WHAT YOU HAVE TO DO
Format every line of the material below as a JSON list of strings, one string per line, omitting blank lines.

Rows from a box labeling dataset:
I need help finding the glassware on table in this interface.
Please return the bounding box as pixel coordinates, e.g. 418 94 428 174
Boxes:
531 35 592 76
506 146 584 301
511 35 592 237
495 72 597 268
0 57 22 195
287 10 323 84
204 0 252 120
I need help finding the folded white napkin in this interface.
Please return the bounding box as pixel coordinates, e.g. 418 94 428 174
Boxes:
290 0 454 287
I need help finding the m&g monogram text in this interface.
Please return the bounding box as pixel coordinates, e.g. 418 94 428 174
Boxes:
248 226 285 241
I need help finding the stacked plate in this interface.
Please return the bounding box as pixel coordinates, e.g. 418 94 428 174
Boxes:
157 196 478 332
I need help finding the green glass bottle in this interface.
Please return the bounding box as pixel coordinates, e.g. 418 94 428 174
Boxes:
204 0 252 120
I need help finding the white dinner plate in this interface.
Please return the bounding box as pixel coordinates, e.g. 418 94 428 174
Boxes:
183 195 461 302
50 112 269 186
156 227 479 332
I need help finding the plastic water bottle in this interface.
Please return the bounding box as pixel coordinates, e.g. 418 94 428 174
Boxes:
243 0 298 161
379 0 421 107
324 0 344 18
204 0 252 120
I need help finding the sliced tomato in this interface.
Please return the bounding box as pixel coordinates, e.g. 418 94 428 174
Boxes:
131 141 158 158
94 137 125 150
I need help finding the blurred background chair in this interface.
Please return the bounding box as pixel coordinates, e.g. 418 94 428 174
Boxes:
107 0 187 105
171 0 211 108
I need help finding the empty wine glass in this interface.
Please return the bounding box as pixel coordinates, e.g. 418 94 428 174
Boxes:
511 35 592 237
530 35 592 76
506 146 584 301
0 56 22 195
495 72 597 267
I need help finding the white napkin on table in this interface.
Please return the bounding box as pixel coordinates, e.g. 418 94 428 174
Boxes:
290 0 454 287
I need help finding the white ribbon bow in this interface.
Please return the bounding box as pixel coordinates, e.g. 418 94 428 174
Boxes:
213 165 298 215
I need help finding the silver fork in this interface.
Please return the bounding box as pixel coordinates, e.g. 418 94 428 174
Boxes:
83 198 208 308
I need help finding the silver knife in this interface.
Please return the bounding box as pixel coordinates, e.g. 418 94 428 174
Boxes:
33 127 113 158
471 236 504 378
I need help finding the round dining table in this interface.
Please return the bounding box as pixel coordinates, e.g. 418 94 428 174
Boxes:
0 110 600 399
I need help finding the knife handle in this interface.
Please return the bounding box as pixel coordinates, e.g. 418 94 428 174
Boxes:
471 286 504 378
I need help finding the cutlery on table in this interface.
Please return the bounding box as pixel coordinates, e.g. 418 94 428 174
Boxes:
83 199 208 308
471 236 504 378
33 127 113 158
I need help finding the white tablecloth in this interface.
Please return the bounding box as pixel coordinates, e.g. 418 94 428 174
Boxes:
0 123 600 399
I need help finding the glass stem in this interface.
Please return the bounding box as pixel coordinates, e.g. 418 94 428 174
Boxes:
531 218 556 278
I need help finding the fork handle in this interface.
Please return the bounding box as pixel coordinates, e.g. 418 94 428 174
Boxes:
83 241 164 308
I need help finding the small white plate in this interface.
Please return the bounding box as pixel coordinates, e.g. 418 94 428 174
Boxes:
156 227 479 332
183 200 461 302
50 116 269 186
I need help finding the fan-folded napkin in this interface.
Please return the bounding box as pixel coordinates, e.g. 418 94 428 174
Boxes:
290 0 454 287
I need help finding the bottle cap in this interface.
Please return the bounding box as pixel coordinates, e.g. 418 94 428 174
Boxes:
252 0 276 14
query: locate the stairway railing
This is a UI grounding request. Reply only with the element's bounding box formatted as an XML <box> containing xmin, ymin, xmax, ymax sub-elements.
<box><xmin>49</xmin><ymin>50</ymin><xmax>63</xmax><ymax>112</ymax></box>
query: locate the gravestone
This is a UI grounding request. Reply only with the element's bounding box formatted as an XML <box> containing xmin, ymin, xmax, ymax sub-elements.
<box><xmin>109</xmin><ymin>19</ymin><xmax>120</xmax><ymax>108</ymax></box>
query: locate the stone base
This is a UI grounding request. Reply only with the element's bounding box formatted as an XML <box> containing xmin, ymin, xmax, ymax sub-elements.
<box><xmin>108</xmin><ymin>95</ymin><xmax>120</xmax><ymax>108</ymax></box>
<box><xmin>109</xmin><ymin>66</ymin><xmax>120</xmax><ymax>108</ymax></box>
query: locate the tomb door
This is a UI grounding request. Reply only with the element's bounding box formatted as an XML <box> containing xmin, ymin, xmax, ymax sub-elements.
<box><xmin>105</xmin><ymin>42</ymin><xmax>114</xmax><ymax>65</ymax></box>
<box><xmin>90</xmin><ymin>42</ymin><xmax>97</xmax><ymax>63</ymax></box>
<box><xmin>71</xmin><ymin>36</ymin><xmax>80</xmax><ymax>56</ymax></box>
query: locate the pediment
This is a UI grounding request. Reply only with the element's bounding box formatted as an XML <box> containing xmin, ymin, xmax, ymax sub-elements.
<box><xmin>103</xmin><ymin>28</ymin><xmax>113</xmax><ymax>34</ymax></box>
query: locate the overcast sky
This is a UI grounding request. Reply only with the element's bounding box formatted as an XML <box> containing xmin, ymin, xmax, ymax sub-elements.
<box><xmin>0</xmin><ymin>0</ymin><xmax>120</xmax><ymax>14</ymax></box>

RESPONSE BELOW
[
  "I need help finding the glassware on table in this interface.",
  "Please return the bounding box as pixel coordinates, e.g. 418 94 428 174",
  "Boxes:",
  "531 35 592 76",
  "506 146 584 301",
  "511 35 592 237",
  "495 72 597 268",
  "0 57 22 195",
  "287 10 323 84",
  "204 0 252 120",
  "I need help finding the folded white napkin in this interface.",
  "Please return the bounding box as pixel coordinates, e.g. 418 94 428 174",
  "Boxes:",
  "290 0 454 287",
  "I need help finding the m&g monogram text in this interface.",
  "Please return the bounding box as pixel coordinates, e.g. 418 94 428 174",
  "Boxes:",
  "248 226 285 241",
  "I need help finding the stacked plate in this interface.",
  "Please return the bounding box as pixel coordinates, e.g. 418 94 428 174",
  "Boxes:",
  "157 196 478 332",
  "I need help finding the green glass bottle in this interface.",
  "Please return the bounding box as pixel coordinates, e.g. 418 94 428 174",
  "Boxes:",
  "204 0 252 120",
  "I need help finding the white dinner plate in this interface.",
  "Please return the bounding box as pixel coordinates, e.g. 418 94 428 174",
  "Boxes:",
  "183 195 461 302",
  "50 112 269 186",
  "156 227 479 332",
  "I need help finding the plastic water bottle in this interface.",
  "Please return the bounding box as pixel coordinates, e.g. 418 94 428 174",
  "Boxes:",
  "243 0 298 161",
  "379 0 421 107",
  "324 0 344 18",
  "204 0 252 120",
  "I need help finding the sliced tomato in this interface.",
  "Please return the bounding box as pixel coordinates, e.g. 418 94 428 174",
  "Boxes:",
  "131 141 158 158",
  "94 137 125 150",
  "I need help finding the blurred background chair in this interface.",
  "Please return the bounding box as pixel coordinates, e.g. 418 94 428 174",
  "Boxes:",
  "107 0 187 105",
  "171 0 211 108",
  "I need help finding the empty wine glass in this interface.",
  "Please return the bounding box as pixel coordinates, e.g. 418 94 428 174",
  "Boxes:",
  "511 35 592 237",
  "530 35 592 76",
  "506 146 584 301",
  "0 56 22 195",
  "495 72 597 267",
  "I need help finding the white napkin on table in this interface.",
  "Please return the bounding box as pixel coordinates, e.g. 418 94 428 174",
  "Boxes:",
  "290 0 454 287",
  "I need help finding the white ribbon bow in this interface.",
  "Please return the bounding box as pixel coordinates, e.g. 418 94 428 174",
  "Boxes:",
  "213 165 298 215",
  "I need help finding the silver fork in this interface.",
  "Please return the bounding box as pixel coordinates, e.g. 418 94 428 174",
  "Boxes:",
  "83 198 208 308",
  "I need help finding the silver knife in this interface.",
  "Please return the bounding box as pixel coordinates, e.g. 418 94 428 174",
  "Boxes:",
  "33 127 113 158",
  "471 236 504 378",
  "I need help finding the round dining table in this interface.",
  "Please return the bounding box as pixel coordinates, e.g. 418 94 428 174",
  "Boxes:",
  "0 110 600 399",
  "I need help finding the knife handle in this interface.",
  "Please return the bounding box as pixel coordinates, e.g. 418 94 428 174",
  "Boxes:",
  "471 286 504 378",
  "I need help finding the cutlery on table in this interface.",
  "Please return the bounding box as pixel coordinates, e.g. 418 94 428 174",
  "Boxes:",
  "83 199 208 308",
  "471 236 504 378",
  "33 127 113 158",
  "I need help finding the white tablecloth in this interface.",
  "Please return the bounding box as pixel coordinates, e.g. 418 94 428 174",
  "Boxes:",
  "0 123 600 399",
  "I need help finding the glass stem in this interface.",
  "Please return the bounding box as pixel coordinates, e.g. 418 94 428 174",
  "Boxes:",
  "531 218 556 278",
  "I need help finding the fork handle in this interface.",
  "Please return the bounding box as pixel coordinates, e.g. 418 94 428 174",
  "Boxes:",
  "83 241 164 308",
  "I need help finding the small white plate in this interface.",
  "Please return the bounding box as pixel coordinates, e.g. 418 94 428 174",
  "Boxes:",
  "156 227 479 332",
  "183 200 461 302",
  "50 116 269 186",
  "I need help finding the fan-folded napkin in this interface.",
  "Please return the bounding box as pixel coordinates, e.g. 418 94 428 174",
  "Boxes:",
  "290 0 454 287",
  "I need help finding the bottle cap in this interface.",
  "Please return the bounding box as pixel coordinates, e.g. 418 94 428 174",
  "Boxes:",
  "252 0 276 14",
  "query: locate the stairway railing",
  "This is a UI grounding request. Reply only with the element's bounding box formatted as an XML <box> containing xmin, ymin, xmax, ymax sub-elements.",
  "<box><xmin>49</xmin><ymin>50</ymin><xmax>63</xmax><ymax>112</ymax></box>",
  "query: locate the gravestone",
  "This is a UI grounding request. Reply only with the element's bounding box formatted as an XML <box> containing xmin, ymin, xmax, ymax sub-elements.",
  "<box><xmin>109</xmin><ymin>19</ymin><xmax>120</xmax><ymax>108</ymax></box>",
  "query: locate the stone base",
  "This is a UI grounding request. Reply only with the element's bounding box formatted as an XML <box> containing xmin, ymin, xmax, ymax sub-elements.",
  "<box><xmin>108</xmin><ymin>95</ymin><xmax>120</xmax><ymax>108</ymax></box>",
  "<box><xmin>109</xmin><ymin>66</ymin><xmax>120</xmax><ymax>108</ymax></box>",
  "query: locate the tomb door",
  "This is a UI grounding request. Reply only with the element's bounding box formatted as an XML <box> containing xmin, ymin, xmax, ymax sub-elements.",
  "<box><xmin>105</xmin><ymin>42</ymin><xmax>114</xmax><ymax>65</ymax></box>",
  "<box><xmin>90</xmin><ymin>42</ymin><xmax>97</xmax><ymax>63</ymax></box>",
  "<box><xmin>71</xmin><ymin>36</ymin><xmax>80</xmax><ymax>56</ymax></box>",
  "query: locate the pediment",
  "This is a UI grounding request. Reply only with the element's bounding box formatted as an XML <box> containing xmin, ymin, xmax, ymax sub-elements.",
  "<box><xmin>103</xmin><ymin>28</ymin><xmax>113</xmax><ymax>34</ymax></box>",
  "query: locate the overcast sky",
  "This is a UI grounding request. Reply only with the element's bounding box formatted as an XML <box> containing xmin, ymin, xmax, ymax sub-elements.",
  "<box><xmin>0</xmin><ymin>0</ymin><xmax>120</xmax><ymax>14</ymax></box>"
]